### INSTRUCTIONS TO FOLLOW
Repeat, exactly and completely, the material that follows. Omit the pictures.

━━━━━━━━━━

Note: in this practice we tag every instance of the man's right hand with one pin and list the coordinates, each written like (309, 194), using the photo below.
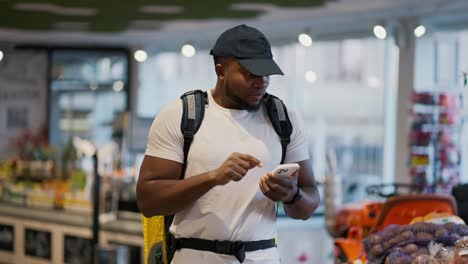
(234, 168)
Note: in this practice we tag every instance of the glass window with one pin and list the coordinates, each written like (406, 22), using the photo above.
(88, 88)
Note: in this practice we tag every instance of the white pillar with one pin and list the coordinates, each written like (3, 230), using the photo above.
(406, 43)
(390, 107)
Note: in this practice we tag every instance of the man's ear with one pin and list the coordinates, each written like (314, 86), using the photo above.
(219, 68)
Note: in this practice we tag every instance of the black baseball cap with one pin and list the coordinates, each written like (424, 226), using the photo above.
(250, 47)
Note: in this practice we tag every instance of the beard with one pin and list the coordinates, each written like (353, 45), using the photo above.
(242, 103)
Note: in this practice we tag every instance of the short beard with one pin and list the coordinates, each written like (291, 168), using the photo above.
(243, 105)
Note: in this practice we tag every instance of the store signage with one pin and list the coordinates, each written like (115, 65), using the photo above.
(77, 249)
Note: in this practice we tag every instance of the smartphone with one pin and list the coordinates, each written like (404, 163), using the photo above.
(285, 170)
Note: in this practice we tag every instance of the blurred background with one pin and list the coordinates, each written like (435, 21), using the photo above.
(380, 83)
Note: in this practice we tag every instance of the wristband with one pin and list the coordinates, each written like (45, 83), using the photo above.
(296, 197)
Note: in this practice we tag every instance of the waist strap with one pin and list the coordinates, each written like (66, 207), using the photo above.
(233, 248)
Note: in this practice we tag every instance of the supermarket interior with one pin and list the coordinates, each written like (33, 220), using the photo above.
(381, 86)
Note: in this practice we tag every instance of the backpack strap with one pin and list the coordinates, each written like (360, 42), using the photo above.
(192, 116)
(193, 112)
(280, 120)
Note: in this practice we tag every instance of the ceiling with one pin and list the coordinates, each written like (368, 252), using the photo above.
(112, 16)
(166, 24)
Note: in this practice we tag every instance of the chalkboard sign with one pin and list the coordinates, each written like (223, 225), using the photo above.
(37, 244)
(7, 238)
(77, 250)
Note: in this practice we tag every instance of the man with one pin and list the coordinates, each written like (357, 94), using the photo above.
(227, 193)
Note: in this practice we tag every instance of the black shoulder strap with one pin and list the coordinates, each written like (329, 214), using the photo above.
(279, 118)
(192, 117)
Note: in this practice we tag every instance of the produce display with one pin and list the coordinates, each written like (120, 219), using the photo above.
(418, 243)
(434, 140)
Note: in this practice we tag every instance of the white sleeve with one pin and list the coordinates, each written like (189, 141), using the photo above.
(165, 140)
(298, 148)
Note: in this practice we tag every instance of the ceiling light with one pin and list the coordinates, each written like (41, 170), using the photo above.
(420, 31)
(93, 86)
(140, 55)
(188, 50)
(380, 32)
(373, 82)
(305, 40)
(118, 86)
(311, 76)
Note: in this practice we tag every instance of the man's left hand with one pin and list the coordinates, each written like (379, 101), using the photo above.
(279, 189)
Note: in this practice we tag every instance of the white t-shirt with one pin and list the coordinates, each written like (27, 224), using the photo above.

━━━━━━━━━━

### SOLUTION TO THIS PROBLEM
Note: in this practice we tag every instance of the man's right hand with one pin and list the coordinates, each written like (309, 194), using the photo below.
(234, 168)
Note: in this practice we tag every instance of the glass window with one pin and list the coordinates, each written like (406, 22), using the photo above.
(88, 88)
Note: in this practice we tag every instance of the white pillar with one pin and list the coordinates, each written like (3, 230), using the photo above.
(406, 43)
(390, 107)
Note: in this practice we tag every instance of the man's ear with one pin and list the coordinates, each written like (314, 86), using the photo above.
(219, 68)
Note: in this practice we tag every instance of the black baseball cap with one pin and list the coordinates, each written like (424, 226), using the photo above.
(250, 47)
Note: in this practice we tag every instance of the beard with one pin and list the coordinates, each written like (353, 45), using the photo above.
(242, 103)
Note: in this practice we tag every instance of the short beard with one pin and list the coordinates, each written like (291, 168), using the photo above.
(243, 105)
Note: in this practice we tag every instance of the store signage with one pin and list the coordinates, each written like (115, 65), using the photo above.
(77, 249)
Note: in this practice we tag every instance of the smartphone with one pin and list the coordinates, each written like (404, 163), using the photo above.
(285, 170)
Note: in this practice we tag every instance of the blurred background with one pin and list the coordinates, each written like (435, 21), using the photo above.
(380, 83)
Note: in this practice we tag every instance of the wristband with one pin and list the coordinates, each written like (45, 83), using the photo above.
(296, 197)
Note: in this practice we tag every instance of the waist strap with one pin and list the coordinates, each written like (66, 207), using the photo above.
(233, 248)
Note: in this practice we tag every instance of the supermarket interior with one pin and list the coordinates, each written like (33, 220), using the photo above.
(381, 86)
Note: in this practice we tag every instance of the backpack strap with one pin and list the coordinates, each written like (360, 42), using the photo above.
(192, 116)
(193, 112)
(280, 120)
Note: in this practice we tag every instance of the ceiling with one pin and list the coordinates, each written like (368, 252), using the photo above.
(112, 16)
(166, 24)
Note: in this practice we tag every instance of the chalkboard sign with one pin and list the coordinates, each written like (223, 225), using the photo above.
(37, 244)
(7, 238)
(77, 250)
Note: in this practice we tag every instance of the man with one pin and list the coordinates, each written like (357, 94), using the photo above.
(227, 193)
Note: in this practice we tag every instance of the black shoulder strap with one pin and list the coordinates, each written like (329, 214), using the photo above.
(279, 118)
(192, 117)
Note: in this practice we tag every instance of the produce display with one pin and list the coordinates, each written like (120, 219), using the photo above.
(418, 243)
(434, 140)
Note: in this practice we tag every instance of the white sleeve with one pin and list the coordinates, each written like (189, 141), using the photo above.
(165, 140)
(298, 148)
Note: in this practice we tag every instance of the ceiling light with one pin and list the coordinates, each written like (41, 170), using the photo above.
(420, 31)
(93, 86)
(140, 55)
(188, 50)
(380, 32)
(373, 82)
(305, 40)
(118, 86)
(311, 76)
Note: in this practice we tag every instance of the man's left hand with one pin and list the coordinates, each written like (379, 101), using the photo above.
(279, 189)
Note: in this practice we tag every instance of the white t-shirt with one pin and list the coordinates, each written like (27, 224), using the photo above.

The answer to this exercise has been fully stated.